▶ Passage:
Smart processes and systems: With social distancing becoming a norm, startups building automation systems in cargo, conveyor systems, machine monitoring tools, robotics, drones, and drop-boxes, among others, would have a huge demand going forward. A rapid shift towards omnichannel procurement is imminent.
Logistics and supply chain: Indian startups can focus on digitalization of logistics, supply chain, and transportation by enabling core technology modifications such as Internet-of-things, blockchain, control towers, artificial intelligence/machine learning-enabled demand forecasting, self-adjusting stock allocations, autonomous devices such as AGVs and drones, among others. This will power the supply chain sector with intelligence, visibility, and agility.
Health sector: This sector has been contributing the most in the current times and is expected to grow further from hereon; we have witnessed a major contribution by startups who have very quickly adapted to the market requirement to deliver technology-based products and solutions. There lies a huge opportunity for growth in healthcare manufacturing and supply chain, apart from digital solutions. Applications of artificial intelligence, computer vision, IoT, and robotics-based startups have already started conceptualizing products and services. Bringing in innovation in the manufacturing of drugs, medical equipment, etc., as well as contribute to their research and development.

▶ Task set:
[1] According to the passage on startup sectors, what three qualities will digitalization give the supply chain sector?
[2] Please pick up the passage on startup sectors after its final sentence and continue it.

▶ Dataset extract:
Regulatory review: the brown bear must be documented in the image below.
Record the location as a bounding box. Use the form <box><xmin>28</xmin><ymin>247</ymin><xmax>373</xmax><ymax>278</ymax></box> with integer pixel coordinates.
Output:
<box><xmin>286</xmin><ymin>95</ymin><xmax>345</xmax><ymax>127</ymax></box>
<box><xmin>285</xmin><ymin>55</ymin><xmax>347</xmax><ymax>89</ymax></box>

---

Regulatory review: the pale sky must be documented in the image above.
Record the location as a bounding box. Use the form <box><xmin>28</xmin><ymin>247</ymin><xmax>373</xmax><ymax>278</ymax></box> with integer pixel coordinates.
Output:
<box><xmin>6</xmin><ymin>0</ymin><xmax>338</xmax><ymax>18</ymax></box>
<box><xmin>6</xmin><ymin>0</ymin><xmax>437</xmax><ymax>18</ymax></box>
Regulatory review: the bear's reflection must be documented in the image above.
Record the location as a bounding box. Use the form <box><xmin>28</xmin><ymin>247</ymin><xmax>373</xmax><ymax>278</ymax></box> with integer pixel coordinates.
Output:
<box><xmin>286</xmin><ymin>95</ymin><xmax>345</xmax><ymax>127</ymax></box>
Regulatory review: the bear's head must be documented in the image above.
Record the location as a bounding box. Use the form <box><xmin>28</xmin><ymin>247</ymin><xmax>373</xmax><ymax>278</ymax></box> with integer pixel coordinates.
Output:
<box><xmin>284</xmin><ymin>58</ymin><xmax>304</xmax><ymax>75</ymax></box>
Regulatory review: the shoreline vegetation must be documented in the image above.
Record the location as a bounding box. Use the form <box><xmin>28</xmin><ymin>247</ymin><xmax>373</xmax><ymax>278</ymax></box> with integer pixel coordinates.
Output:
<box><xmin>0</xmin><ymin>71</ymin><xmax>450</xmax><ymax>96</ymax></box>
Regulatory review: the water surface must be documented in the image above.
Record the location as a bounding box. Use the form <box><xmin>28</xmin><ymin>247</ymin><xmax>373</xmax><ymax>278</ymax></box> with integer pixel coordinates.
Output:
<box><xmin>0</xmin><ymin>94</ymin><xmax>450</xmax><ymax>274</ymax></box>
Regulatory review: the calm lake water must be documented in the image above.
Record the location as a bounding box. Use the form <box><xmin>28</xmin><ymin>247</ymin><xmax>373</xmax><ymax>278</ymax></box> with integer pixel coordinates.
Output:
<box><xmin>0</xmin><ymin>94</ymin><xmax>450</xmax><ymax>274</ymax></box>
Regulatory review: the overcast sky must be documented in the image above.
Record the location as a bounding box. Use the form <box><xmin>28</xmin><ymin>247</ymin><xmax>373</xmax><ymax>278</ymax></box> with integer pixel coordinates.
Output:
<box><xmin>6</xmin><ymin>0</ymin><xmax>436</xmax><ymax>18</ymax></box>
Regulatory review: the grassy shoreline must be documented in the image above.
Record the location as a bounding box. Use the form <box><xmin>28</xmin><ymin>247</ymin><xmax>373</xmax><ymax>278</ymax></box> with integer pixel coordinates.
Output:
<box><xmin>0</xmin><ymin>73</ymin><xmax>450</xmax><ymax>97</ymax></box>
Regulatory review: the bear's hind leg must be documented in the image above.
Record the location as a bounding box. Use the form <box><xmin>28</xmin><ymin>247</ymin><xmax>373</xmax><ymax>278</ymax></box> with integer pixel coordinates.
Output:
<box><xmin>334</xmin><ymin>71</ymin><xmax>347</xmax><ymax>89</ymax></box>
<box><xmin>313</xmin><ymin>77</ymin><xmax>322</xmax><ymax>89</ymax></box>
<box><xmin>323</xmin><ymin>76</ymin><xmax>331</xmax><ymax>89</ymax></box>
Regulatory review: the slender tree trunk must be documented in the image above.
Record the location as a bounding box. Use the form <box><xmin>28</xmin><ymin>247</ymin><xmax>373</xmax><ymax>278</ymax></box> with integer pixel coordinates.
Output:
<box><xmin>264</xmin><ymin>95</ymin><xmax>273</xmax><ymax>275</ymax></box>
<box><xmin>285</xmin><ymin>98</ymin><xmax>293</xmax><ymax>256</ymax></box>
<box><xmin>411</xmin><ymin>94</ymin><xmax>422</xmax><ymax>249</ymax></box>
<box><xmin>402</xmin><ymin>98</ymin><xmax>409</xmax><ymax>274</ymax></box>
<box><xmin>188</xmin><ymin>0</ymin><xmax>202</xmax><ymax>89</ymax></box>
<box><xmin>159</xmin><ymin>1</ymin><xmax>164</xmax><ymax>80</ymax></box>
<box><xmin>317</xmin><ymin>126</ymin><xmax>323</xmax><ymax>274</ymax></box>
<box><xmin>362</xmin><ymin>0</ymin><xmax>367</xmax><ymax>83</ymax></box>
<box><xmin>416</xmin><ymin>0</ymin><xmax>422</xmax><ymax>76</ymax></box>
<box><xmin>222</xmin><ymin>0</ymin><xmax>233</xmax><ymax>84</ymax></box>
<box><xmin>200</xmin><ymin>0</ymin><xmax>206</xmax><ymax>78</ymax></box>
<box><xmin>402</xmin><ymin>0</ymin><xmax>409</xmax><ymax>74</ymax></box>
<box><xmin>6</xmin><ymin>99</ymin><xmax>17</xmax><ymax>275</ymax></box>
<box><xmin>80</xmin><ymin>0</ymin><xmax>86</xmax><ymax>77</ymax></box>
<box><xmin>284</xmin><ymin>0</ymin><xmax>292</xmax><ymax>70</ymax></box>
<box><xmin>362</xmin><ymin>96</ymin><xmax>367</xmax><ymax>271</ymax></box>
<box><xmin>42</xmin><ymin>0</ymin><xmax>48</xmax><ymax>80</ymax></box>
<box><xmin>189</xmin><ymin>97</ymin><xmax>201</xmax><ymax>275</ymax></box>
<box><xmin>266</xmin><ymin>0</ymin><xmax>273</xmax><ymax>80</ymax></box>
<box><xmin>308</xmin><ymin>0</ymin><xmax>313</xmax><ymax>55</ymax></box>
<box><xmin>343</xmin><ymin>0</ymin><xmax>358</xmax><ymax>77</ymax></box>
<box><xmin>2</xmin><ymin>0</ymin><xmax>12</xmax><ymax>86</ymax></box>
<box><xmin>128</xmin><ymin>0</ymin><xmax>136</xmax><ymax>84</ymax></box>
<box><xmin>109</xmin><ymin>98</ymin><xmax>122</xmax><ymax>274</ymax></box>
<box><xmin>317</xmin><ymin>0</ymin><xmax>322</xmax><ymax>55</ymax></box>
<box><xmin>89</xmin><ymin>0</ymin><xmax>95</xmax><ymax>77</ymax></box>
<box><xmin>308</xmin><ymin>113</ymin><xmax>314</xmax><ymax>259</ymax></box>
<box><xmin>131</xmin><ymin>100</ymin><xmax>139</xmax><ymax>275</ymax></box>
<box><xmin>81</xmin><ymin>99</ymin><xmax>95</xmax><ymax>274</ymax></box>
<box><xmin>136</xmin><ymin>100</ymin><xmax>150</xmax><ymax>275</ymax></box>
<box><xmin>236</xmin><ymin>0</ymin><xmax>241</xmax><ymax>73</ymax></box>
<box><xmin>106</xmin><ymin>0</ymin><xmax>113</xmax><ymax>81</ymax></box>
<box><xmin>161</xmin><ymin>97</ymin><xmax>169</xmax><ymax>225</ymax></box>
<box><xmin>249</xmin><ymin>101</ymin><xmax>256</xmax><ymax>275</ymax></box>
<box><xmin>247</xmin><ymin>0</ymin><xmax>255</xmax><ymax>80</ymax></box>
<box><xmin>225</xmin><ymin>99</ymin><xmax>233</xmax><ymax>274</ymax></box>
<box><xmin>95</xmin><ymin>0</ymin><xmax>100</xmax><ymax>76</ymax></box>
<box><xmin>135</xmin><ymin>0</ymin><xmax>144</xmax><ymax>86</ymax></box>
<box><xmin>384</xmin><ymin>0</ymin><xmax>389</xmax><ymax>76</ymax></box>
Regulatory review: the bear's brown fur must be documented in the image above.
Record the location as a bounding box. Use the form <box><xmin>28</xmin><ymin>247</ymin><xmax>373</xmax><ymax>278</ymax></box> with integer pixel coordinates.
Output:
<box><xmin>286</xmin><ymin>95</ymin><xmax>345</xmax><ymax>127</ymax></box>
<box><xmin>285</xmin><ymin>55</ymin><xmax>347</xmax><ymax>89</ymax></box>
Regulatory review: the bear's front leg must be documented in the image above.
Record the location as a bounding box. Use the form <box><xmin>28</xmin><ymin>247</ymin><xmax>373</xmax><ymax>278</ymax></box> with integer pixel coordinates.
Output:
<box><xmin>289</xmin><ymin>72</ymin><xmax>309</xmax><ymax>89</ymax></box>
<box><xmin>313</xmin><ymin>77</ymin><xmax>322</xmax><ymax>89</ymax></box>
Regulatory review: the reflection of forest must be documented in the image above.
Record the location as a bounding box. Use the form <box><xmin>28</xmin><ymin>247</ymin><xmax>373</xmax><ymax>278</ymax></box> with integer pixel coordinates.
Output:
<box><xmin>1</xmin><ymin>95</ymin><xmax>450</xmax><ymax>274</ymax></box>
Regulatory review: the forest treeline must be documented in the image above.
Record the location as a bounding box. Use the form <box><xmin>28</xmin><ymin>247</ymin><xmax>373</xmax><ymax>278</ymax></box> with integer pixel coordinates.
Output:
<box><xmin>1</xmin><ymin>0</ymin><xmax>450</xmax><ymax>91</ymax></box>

▶ Answer set:
[1] Intelligence, visibility, and agility.

[2]
Food: Agri-tech startups need to accelerate the formalization and digitization of storage and warehousing, market access to farmers, Digi-visualization of sustainable agriculture best practices, digitalization of government scheme linkage, e-market of B2C and B2B platforms, cloud kitchen, e-retail, agri-equipment renting, Agri supply chain, forecasting using a drone, and many more. Food startups can use innovative technological solutions in the broad gamut of this sector i.e., food processing equipment and technology, packaging, food safety, and distribution.
Green-tech: The care for the environment has increased during this pandemic period and it will continue to post the lockdown as people are becoming environmentally friendly and opt for eco-products. Startups can play an important role in bringing about innovative technological-based products and solutions in the recycling sector (plastic, MLPs, and paper), composting and scientific disposal of waste, clean and renewable energy, and many more.
These are just some examples of the opportunities that have opened up. In the end, the post-COVID-19 scenario is an open challenge platform for existing and budding entrepreneurs to innovate, design, and implement technology-based business models to revolutionize the manufacturing sector in India and also make India the world’s local factory.
Here is a quote by Ratan Tata in conclusion, “In past difficult times, entrepreneurs have displayed farsightedness and creativity that could not have been believed to exist. These became the flagpoles of innovation and new technology today. I hope that the ability to find another way to build a product, run a company, run operations a better way, will emerge as an outcome of the current crisis. I won’t downplay the challenges and the difficulties embedded in these current times. But my confidence remains high in the inventive nature and the creativity of entrepreneurs today who will find ways to enable new or modified enterprises that would be the benchmarks of tomorrow. It can all start on a clean sheet of paper that looks at ways of doing things that were never thought of before. This crisis will force entrepreneurs to adapt and create.”